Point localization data
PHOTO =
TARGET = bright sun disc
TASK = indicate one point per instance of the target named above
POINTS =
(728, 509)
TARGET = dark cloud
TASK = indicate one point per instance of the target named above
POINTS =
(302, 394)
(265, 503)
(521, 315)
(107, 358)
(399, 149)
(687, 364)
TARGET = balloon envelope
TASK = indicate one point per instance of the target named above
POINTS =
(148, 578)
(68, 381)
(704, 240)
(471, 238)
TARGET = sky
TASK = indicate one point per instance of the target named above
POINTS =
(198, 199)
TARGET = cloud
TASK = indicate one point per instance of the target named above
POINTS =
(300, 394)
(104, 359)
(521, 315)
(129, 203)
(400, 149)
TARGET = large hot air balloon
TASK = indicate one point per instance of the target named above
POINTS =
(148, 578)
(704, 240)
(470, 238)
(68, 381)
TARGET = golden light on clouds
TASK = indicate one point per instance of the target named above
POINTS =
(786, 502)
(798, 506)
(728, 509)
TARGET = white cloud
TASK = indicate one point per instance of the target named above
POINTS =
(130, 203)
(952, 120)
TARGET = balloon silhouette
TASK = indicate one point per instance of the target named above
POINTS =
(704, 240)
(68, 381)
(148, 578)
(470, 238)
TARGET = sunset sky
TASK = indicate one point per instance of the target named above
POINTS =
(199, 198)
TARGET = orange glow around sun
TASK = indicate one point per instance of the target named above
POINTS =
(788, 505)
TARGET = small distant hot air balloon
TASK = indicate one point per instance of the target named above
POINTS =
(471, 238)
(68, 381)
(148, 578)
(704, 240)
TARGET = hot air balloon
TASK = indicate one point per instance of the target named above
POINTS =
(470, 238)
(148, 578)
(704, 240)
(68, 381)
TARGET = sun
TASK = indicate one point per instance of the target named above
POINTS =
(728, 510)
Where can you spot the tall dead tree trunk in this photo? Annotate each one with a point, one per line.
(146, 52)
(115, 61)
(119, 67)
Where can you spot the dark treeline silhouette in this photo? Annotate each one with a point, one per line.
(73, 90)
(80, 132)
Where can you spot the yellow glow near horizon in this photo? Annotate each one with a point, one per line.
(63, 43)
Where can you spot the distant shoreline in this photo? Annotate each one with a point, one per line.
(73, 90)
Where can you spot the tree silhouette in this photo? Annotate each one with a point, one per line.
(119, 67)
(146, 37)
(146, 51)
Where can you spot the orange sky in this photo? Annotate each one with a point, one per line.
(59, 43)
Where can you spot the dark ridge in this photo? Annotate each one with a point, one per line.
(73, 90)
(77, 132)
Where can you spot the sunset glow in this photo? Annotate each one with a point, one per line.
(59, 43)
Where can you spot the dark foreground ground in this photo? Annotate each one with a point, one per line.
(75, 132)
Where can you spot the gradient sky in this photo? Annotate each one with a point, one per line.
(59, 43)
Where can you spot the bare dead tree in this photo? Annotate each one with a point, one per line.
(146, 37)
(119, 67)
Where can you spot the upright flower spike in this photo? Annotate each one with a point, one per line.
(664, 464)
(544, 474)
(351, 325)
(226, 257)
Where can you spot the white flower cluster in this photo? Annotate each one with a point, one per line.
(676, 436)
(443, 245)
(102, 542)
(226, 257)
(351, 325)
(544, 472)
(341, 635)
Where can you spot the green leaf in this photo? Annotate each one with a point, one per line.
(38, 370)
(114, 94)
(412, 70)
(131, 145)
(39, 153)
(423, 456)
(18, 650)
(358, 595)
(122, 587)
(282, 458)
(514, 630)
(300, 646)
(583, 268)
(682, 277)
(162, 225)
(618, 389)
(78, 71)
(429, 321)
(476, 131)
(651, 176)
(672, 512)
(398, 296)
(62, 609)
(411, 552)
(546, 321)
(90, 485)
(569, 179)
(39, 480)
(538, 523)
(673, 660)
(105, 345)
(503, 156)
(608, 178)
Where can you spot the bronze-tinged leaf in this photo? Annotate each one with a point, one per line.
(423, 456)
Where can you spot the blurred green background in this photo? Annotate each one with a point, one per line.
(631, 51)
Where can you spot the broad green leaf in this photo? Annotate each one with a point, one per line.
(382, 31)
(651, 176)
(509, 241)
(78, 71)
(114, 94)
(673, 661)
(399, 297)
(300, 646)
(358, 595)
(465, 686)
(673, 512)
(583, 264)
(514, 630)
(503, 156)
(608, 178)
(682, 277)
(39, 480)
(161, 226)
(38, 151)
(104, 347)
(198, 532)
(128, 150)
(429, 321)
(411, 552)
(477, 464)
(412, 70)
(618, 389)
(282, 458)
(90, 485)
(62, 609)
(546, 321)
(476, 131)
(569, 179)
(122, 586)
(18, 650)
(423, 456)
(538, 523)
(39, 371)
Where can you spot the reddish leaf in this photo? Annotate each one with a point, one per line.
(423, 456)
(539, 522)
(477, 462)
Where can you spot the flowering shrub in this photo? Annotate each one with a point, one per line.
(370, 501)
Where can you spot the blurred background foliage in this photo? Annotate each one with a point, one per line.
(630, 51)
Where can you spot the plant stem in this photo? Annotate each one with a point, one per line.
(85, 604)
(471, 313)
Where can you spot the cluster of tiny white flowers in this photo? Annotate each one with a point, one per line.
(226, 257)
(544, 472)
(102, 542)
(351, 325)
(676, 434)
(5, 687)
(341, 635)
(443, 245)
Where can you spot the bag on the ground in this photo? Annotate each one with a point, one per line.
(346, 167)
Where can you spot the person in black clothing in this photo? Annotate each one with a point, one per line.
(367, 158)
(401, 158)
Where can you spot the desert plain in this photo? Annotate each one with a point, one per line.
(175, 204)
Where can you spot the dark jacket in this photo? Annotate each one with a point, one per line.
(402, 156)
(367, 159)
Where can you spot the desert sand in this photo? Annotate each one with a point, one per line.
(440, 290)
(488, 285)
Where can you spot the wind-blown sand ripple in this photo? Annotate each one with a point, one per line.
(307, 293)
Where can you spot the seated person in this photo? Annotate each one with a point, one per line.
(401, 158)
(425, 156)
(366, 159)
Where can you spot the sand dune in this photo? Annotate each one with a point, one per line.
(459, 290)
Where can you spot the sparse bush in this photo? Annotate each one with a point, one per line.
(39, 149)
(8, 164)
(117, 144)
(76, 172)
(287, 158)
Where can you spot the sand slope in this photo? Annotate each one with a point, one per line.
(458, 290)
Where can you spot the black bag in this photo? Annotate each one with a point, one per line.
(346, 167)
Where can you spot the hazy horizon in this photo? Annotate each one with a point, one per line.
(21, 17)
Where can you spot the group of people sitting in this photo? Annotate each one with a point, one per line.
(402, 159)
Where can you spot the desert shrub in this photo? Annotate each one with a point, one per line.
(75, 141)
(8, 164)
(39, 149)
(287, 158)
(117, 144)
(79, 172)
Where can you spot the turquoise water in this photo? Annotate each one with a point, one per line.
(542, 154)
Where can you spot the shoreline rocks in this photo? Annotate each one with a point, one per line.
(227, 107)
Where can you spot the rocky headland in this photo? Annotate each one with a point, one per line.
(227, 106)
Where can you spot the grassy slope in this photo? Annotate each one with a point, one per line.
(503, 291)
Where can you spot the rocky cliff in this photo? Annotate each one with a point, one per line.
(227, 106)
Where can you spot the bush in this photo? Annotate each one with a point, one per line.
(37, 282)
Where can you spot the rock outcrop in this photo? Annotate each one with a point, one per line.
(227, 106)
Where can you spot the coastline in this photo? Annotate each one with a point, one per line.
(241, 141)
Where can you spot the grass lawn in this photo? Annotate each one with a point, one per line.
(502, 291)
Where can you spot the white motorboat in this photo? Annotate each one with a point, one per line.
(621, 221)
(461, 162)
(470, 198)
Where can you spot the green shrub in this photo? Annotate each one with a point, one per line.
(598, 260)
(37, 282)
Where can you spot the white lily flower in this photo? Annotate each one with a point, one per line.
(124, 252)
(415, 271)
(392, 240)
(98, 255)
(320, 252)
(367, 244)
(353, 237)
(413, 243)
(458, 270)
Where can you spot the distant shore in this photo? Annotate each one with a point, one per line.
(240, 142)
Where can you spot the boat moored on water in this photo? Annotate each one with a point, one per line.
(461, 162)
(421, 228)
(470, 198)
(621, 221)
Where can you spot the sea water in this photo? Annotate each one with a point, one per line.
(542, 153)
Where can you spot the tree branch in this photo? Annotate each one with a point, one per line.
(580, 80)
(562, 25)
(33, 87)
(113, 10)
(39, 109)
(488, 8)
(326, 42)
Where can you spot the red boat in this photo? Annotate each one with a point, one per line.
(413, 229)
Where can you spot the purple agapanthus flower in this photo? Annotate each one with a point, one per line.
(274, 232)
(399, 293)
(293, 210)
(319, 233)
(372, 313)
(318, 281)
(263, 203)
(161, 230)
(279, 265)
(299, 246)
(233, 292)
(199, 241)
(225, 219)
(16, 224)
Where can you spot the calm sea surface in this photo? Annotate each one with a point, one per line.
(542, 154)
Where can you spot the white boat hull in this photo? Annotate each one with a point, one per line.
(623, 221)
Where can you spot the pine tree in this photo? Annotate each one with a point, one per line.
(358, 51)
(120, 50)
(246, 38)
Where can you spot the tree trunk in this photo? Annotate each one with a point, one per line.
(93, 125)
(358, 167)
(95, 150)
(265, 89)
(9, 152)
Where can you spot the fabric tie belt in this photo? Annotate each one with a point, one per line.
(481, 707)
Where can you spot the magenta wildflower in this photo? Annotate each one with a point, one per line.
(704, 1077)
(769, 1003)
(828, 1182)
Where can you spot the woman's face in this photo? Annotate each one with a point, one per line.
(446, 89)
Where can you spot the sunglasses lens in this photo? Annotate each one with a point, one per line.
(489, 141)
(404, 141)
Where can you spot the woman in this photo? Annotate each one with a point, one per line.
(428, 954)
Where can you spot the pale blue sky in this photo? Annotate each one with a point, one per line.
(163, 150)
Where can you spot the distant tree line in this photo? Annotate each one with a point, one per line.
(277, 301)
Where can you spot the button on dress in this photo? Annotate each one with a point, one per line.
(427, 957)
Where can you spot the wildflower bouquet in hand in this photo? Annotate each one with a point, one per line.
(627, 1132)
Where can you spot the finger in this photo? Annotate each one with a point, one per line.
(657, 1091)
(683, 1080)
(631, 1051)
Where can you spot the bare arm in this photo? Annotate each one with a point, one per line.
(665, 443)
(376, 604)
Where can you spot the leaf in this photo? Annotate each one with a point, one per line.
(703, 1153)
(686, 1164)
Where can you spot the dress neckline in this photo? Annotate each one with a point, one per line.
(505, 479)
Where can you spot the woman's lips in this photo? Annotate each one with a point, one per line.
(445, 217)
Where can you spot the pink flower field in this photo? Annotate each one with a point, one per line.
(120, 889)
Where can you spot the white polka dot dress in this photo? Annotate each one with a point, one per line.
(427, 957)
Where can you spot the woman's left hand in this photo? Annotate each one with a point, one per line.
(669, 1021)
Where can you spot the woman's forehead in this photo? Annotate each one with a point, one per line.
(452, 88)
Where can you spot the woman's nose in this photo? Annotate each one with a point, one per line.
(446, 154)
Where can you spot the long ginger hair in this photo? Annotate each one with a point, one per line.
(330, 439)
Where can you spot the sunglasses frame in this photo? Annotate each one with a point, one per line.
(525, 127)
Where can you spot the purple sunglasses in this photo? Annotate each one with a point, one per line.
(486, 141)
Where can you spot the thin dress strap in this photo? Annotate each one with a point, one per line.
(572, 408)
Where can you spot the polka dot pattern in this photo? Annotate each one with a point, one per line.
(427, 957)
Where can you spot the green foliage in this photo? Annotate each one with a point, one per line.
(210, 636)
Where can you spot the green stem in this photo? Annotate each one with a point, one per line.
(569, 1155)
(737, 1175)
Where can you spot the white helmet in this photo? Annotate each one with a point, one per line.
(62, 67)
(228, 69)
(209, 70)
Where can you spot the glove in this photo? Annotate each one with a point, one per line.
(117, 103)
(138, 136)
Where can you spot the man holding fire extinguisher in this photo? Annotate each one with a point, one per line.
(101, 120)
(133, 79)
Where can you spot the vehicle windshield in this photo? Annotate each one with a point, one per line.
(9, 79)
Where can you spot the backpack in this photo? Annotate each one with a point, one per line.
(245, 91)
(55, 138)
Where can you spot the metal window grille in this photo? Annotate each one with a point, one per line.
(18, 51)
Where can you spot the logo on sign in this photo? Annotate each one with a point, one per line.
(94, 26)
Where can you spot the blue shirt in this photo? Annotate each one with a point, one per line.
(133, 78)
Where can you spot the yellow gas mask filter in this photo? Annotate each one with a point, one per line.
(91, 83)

• WHAT YOU WILL DO
Write out each line above that contains the word "balloon".

• SOLUTION TO THE EXERCISE
TARGET = balloon envelope
TARGET = large hot air balloon
TARGET = balloon silhouette
TARGET = small distant hot air balloon
TARGET = hot air balloon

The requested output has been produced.